SHORT PROBLEM
Put the part that opens with the line containing "# draw the outline of every instance of the soccer" and closes with the line containing "216 110 L 221" into a two-column CSV headed input and output, with that closing line as output and all the other lines of the part as input. Quote each field and replace its line breaks with spaces.

# Start of PROVIDED INFORMATION

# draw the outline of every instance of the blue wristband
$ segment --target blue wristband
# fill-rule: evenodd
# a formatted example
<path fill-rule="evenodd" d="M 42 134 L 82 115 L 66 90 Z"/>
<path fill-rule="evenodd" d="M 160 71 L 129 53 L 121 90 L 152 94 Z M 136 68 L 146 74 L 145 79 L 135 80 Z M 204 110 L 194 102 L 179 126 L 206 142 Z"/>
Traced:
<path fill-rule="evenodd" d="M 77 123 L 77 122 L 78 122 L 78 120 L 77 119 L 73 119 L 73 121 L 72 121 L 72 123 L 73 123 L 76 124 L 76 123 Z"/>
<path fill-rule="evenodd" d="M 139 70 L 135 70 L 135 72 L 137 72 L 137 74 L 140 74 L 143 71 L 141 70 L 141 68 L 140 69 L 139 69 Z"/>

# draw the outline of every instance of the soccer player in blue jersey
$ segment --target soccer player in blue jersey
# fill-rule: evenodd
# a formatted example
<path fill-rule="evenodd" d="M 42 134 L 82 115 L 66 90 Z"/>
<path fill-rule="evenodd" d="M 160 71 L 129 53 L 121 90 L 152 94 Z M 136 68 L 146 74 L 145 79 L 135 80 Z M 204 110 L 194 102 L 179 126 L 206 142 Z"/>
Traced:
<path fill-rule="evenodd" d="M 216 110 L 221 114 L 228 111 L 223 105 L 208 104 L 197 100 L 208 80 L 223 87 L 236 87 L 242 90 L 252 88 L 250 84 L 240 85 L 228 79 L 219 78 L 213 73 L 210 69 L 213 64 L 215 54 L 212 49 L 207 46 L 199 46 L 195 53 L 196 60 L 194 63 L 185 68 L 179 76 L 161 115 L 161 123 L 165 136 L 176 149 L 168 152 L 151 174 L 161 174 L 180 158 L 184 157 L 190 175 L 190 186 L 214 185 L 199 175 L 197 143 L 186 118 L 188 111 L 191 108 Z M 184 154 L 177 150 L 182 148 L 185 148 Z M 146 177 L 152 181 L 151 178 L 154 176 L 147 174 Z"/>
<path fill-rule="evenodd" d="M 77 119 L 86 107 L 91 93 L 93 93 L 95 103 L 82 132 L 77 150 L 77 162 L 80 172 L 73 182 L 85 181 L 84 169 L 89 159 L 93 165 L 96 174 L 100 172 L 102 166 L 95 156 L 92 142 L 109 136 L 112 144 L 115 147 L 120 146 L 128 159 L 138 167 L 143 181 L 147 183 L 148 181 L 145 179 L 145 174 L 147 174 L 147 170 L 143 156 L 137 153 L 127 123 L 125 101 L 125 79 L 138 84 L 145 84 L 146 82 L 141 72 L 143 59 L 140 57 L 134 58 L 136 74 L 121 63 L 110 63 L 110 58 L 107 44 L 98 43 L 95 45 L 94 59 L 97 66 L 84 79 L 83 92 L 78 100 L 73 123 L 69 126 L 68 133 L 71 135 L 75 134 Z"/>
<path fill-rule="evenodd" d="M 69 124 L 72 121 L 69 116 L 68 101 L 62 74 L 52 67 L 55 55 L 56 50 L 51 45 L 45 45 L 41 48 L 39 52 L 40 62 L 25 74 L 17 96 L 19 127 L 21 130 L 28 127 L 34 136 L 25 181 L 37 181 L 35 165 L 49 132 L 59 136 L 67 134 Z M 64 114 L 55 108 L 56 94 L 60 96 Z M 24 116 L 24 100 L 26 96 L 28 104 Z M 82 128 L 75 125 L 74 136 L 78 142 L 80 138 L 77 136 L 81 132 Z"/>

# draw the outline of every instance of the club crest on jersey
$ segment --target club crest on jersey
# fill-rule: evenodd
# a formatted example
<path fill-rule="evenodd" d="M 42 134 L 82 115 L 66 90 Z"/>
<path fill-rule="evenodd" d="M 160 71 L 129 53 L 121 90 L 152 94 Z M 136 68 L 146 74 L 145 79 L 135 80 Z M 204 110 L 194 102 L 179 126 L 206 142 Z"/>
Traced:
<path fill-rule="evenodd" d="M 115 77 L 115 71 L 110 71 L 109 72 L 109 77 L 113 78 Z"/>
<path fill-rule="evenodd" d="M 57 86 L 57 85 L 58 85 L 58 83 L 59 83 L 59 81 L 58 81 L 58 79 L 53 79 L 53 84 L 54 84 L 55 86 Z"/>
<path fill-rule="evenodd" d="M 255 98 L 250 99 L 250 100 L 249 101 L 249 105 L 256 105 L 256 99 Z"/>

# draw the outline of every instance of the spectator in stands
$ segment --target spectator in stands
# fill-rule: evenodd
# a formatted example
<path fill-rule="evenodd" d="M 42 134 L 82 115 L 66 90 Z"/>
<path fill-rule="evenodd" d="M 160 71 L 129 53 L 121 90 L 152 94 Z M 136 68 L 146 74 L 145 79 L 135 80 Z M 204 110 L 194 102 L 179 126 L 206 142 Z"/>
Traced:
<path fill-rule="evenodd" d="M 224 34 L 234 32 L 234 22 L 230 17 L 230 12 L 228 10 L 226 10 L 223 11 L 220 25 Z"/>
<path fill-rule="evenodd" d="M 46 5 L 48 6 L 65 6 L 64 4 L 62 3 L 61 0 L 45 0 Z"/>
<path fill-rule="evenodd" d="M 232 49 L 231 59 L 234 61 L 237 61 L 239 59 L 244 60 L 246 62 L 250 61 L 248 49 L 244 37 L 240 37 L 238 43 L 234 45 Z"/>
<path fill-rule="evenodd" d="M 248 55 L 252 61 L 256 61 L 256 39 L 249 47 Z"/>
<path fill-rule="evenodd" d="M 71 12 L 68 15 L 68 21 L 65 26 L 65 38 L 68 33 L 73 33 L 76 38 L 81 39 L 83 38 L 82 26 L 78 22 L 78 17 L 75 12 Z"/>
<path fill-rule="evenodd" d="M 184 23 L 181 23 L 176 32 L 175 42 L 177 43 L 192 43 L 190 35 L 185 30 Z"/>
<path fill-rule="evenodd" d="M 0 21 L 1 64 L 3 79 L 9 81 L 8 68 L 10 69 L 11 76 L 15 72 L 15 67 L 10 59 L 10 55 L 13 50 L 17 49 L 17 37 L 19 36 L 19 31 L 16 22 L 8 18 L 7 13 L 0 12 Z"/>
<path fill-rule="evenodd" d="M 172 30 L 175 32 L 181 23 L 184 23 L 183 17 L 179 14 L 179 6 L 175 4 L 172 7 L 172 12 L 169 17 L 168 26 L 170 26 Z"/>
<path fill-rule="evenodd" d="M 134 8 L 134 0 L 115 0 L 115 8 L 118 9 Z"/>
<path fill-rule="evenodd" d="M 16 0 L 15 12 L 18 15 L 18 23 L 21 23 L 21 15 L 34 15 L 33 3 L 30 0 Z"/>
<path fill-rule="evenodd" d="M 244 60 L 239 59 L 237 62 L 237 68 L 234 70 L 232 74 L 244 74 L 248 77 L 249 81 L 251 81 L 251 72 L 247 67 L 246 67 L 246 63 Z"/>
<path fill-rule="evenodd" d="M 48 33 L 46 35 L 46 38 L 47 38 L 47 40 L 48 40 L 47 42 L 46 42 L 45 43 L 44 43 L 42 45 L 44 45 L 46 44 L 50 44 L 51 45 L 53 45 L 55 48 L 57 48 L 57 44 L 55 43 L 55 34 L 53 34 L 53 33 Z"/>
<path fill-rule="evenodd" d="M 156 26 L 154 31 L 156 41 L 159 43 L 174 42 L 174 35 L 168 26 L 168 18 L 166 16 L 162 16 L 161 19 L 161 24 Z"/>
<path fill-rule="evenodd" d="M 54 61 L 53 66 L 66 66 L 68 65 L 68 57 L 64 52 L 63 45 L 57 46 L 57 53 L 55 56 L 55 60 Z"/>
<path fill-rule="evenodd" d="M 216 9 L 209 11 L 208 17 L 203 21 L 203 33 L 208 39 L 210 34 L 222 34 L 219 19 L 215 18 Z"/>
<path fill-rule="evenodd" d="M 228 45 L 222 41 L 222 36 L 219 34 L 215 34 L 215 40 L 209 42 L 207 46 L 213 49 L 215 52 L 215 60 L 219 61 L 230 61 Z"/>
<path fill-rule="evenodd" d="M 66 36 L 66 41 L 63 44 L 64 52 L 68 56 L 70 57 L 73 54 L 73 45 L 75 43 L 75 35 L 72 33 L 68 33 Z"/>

# End of PROVIDED INFORMATION

TASK ANSWER
input,output
"# draw the outline of every instance of the soccer player in blue jersey $ segment --target soccer player in blue jersey # fill-rule: evenodd # a formatted example <path fill-rule=""evenodd"" d=""M 42 134 L 82 115 L 66 90 Z""/> <path fill-rule=""evenodd"" d=""M 160 71 L 129 53 L 121 90 L 152 94 Z M 136 68 L 146 74 L 145 79 L 135 80 Z M 204 110 L 194 102 L 179 126 L 206 142 Z""/> Traced:","<path fill-rule=""evenodd"" d=""M 216 110 L 221 114 L 228 111 L 223 105 L 208 104 L 197 100 L 208 80 L 223 87 L 236 87 L 242 90 L 252 88 L 250 84 L 240 85 L 228 79 L 219 78 L 213 73 L 210 69 L 213 64 L 215 54 L 212 49 L 207 46 L 199 46 L 195 53 L 196 60 L 194 63 L 185 68 L 179 76 L 161 115 L 161 123 L 165 136 L 176 149 L 168 152 L 151 174 L 161 174 L 180 158 L 184 157 L 190 175 L 190 186 L 214 185 L 199 175 L 197 143 L 186 118 L 188 111 L 191 108 Z M 184 154 L 177 150 L 182 148 L 185 148 Z M 146 177 L 152 181 L 151 178 L 154 176 L 147 174 Z""/>"